# [演習の課題]
1 > ライブ評のうち、「前座の日本のメタル・ポップ・」を含む語句から始めて「と金の問題だったんだと思う。」の後で終わる部分を、そのまま繰り返してもらえますか？
2 > 次の(a)〜(c)はライブ評の内容と合っていますか？それぞれ「はい」か「いいえ」で答え、判断の決め手となる本文の語句をそのまま引用してください。(a) 筆者はBABYMETALを以前に見たことがあった。(b) 観客の大部分はセットの終わりまで混乱したままだった。(c) RED HOT CHILI PEPPERSのファースト・アルバムは20年前にリリースされた。

前座の日本のメタル・ポップ・バンド、BABYMETALは大成功だった。幸いなことに、私は数年前にダウンロードで彼女たちを見ていたので、自分が何を経験するのかが分かっていた。残りの観客はそうでもなかった。音楽的には、BABYMETALはものすごくヘビーだ。彼女たちと他のメタル・バンドとの違いは、うなり声を上げるヒゲだらけの男の代わりに、3人の日本人の女の子がフロントを務めている点だ。超振り付けられた女の子のバンドにデス・メタルのバッキング・バンドを組み合わせることで、目新しいものとして、メタルをメインストリームで売ることができる。最初は混乱していたが、観客の大部分は、セットの終わりには完全に味方になっていた。彼女たちはレッチリのトレードマークのエキセントリックさに言及していたが、彼女たちがいたのは、おそらくもっと金の問題だったんだと思う。

["ギミチョコ!!"ビデオへのリンク]

私は完全にギグを楽しんだ。でも、これはRED HOT CHILI PEPPERSが懐かしのバンドの領域に入ったというほろ苦い理解となった。公平に述べて、彼らのファースト・アルバムは30年前にリリースされたのだから、自分たちの栄光の上で休む権利以上のものを既に得ているのだろう。

# [抽出した行]

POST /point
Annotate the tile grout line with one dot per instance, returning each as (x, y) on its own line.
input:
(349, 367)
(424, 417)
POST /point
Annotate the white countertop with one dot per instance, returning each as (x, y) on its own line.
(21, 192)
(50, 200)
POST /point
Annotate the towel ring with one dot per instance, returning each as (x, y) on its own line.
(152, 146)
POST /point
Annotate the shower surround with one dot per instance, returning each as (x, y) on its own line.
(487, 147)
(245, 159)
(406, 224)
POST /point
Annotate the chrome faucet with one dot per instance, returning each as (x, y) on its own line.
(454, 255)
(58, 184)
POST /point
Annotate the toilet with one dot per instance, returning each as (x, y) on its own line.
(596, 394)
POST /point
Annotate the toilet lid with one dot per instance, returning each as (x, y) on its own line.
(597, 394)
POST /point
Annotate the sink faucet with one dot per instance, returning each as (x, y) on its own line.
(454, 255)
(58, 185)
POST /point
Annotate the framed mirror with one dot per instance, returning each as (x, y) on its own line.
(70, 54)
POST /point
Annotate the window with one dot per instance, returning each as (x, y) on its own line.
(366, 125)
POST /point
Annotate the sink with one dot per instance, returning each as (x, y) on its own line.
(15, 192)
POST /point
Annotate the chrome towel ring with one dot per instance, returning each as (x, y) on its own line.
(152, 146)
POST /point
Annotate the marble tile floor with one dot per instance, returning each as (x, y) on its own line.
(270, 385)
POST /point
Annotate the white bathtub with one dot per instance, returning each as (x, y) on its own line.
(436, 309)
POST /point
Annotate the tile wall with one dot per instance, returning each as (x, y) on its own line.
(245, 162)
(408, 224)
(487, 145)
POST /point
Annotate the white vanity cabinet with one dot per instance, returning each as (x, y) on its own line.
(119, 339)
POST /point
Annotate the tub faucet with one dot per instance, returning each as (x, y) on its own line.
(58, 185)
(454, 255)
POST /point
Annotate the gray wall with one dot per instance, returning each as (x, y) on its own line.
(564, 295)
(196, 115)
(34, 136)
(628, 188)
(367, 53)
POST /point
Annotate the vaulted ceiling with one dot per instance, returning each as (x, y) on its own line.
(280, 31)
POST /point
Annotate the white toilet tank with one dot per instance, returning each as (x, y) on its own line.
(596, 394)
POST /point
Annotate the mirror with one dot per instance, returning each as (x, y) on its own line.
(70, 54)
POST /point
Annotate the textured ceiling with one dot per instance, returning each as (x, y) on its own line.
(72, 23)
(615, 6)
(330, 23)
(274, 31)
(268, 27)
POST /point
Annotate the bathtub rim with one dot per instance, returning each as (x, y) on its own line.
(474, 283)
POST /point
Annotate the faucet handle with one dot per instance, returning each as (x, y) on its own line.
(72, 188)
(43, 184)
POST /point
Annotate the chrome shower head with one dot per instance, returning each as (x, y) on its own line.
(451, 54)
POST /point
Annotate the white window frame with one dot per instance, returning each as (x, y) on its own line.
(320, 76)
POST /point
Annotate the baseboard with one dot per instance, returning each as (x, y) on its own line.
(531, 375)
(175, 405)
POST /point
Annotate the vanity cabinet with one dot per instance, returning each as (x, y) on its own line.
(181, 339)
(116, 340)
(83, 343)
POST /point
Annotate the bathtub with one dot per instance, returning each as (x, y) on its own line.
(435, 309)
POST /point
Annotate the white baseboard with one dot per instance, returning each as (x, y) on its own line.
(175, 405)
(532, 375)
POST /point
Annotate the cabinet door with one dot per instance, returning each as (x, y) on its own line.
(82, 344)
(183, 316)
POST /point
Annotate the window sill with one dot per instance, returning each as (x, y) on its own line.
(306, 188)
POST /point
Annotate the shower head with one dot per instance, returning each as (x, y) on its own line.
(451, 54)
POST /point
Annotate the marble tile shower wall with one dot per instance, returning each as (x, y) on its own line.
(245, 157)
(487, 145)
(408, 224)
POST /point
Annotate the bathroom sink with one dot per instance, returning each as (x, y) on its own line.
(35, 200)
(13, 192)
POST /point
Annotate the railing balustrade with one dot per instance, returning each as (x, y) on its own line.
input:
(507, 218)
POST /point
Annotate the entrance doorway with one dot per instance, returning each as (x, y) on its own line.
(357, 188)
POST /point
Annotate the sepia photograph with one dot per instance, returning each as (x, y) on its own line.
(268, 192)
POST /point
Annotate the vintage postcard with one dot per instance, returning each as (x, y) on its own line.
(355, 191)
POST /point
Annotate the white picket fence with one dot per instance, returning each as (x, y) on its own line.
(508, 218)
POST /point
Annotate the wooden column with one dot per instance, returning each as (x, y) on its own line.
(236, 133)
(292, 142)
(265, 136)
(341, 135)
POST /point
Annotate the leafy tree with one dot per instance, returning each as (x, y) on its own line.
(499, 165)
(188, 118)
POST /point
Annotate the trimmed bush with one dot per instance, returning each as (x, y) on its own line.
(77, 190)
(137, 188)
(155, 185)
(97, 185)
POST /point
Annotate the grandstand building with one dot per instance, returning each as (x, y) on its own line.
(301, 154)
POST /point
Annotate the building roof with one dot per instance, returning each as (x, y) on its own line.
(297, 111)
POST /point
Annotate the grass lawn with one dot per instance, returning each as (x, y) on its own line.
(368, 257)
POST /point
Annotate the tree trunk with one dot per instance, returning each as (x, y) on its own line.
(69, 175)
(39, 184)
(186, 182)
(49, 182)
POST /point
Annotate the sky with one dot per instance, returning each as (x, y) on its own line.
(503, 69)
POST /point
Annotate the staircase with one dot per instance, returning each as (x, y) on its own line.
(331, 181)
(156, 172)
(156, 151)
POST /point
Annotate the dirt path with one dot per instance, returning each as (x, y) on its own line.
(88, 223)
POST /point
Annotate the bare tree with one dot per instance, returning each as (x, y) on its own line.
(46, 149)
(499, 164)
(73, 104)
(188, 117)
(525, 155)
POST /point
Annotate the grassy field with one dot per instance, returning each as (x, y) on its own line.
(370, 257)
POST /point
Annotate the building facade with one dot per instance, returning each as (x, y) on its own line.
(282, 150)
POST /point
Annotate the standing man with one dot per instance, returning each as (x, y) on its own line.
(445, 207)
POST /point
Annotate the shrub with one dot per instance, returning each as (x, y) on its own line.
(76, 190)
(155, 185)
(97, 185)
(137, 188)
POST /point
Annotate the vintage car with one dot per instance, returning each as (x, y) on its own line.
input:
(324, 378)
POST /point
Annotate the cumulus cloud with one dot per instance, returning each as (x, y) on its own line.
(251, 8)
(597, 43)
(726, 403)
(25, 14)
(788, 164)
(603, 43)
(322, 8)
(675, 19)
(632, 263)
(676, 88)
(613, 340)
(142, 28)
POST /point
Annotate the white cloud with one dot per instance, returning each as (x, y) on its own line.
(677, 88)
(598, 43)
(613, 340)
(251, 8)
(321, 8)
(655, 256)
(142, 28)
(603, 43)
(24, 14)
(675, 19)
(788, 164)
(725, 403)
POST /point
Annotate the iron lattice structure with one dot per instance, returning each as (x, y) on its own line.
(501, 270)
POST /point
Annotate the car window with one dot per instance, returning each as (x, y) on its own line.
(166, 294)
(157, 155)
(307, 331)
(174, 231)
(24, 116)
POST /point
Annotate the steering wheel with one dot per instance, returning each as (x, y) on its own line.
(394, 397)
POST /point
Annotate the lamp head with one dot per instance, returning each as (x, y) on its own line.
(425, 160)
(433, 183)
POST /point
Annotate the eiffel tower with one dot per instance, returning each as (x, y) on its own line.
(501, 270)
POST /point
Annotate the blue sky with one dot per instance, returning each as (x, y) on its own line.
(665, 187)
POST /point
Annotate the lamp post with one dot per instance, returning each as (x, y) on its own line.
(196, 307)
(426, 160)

# [演習の結果]
1 >
前座の日本のメタル・ポップ・バンド、BABYMETALは大成功だった。幸いなことに、私は数年前にダウンロードで彼女たちを見ていたので、自分が何を経験するのかが分かっていた。残りの観客はそうでもなかった。音楽的には、BABYMETALはものすごくヘビーだ。彼女たちと他のメタル・バンドとの違いは、うなり声を上げるヒゲだらけの男の代わりに、3人の日本人の女の子がフロントを務めている点だ。超振り付けられた女の子のバンドにデス・メタルのバッキング・バンドを組み合わせることで、目新しいものとして、メタルをメインストリームで売ることができる。最初は混乱していたが、観客の大部分は、セットの終わりには完全に味方になっていた。彼女たちはレッチリのトレードマークのエキセントリックさに言及していたが、彼女たちがいたのは、おそらくもっと金の問題だったんだと思う。

2 >
(a) はい：「私は数年前にダウンロードで彼女たちを見ていたので」
(b) いいえ：「観客の大部分は、セットの終わりには完全に味方になっていた」
(c) いいえ：「彼らのファースト・アルバムは30年前にリリースされた」